Task requirements: Give the number of lines in the rows below that contain the string "white". Case counts, and the reply should be that number alone.

Source records:
start
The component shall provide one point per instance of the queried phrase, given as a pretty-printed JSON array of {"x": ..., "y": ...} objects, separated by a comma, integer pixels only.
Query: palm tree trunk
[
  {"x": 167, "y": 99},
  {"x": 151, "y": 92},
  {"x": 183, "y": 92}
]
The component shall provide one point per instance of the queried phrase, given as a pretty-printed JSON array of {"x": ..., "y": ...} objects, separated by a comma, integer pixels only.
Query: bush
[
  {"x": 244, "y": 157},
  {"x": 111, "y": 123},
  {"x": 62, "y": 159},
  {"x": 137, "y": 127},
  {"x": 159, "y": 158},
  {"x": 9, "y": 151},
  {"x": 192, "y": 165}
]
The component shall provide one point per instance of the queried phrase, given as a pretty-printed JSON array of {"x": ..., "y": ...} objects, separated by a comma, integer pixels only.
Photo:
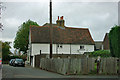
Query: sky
[{"x": 99, "y": 16}]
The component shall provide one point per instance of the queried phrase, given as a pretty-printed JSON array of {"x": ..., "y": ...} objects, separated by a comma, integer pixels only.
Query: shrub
[{"x": 114, "y": 40}]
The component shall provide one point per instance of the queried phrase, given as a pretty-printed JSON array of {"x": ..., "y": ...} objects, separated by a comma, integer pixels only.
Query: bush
[
  {"x": 114, "y": 40},
  {"x": 102, "y": 53}
]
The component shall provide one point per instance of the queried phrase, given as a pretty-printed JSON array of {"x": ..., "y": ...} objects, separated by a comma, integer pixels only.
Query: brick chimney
[{"x": 60, "y": 22}]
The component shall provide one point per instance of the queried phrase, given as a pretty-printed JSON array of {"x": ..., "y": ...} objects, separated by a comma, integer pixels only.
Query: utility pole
[{"x": 51, "y": 29}]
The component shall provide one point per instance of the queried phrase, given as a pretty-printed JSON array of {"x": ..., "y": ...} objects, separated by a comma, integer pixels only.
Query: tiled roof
[{"x": 69, "y": 35}]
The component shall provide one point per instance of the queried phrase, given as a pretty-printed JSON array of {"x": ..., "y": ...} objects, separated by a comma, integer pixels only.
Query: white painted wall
[
  {"x": 75, "y": 49},
  {"x": 64, "y": 50}
]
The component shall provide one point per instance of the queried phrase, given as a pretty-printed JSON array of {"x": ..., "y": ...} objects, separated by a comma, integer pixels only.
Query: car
[
  {"x": 11, "y": 62},
  {"x": 19, "y": 62}
]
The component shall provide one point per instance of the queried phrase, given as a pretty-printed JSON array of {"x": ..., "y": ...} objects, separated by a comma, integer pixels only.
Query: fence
[{"x": 79, "y": 66}]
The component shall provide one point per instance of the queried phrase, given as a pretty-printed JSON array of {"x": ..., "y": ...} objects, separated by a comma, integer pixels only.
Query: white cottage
[{"x": 66, "y": 40}]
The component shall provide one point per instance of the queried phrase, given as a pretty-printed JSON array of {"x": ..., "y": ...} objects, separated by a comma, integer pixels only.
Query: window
[
  {"x": 81, "y": 47},
  {"x": 60, "y": 46}
]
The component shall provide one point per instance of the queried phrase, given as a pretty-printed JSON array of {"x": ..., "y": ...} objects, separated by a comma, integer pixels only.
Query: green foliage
[
  {"x": 102, "y": 53},
  {"x": 5, "y": 51},
  {"x": 21, "y": 57},
  {"x": 22, "y": 37},
  {"x": 114, "y": 40}
]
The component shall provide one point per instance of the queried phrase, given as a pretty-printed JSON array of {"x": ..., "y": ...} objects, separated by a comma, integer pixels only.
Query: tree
[
  {"x": 5, "y": 50},
  {"x": 114, "y": 41},
  {"x": 22, "y": 37}
]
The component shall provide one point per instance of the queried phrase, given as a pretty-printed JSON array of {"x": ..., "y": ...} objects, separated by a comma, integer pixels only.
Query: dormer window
[{"x": 82, "y": 47}]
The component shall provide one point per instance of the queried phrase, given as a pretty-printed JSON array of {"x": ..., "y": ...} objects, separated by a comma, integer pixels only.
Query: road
[{"x": 29, "y": 72}]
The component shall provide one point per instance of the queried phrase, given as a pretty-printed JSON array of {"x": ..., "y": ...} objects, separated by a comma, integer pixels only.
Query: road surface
[{"x": 29, "y": 72}]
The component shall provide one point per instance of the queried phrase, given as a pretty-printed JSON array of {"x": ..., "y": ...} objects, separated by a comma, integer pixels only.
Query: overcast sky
[{"x": 99, "y": 17}]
end
Expected answer: 2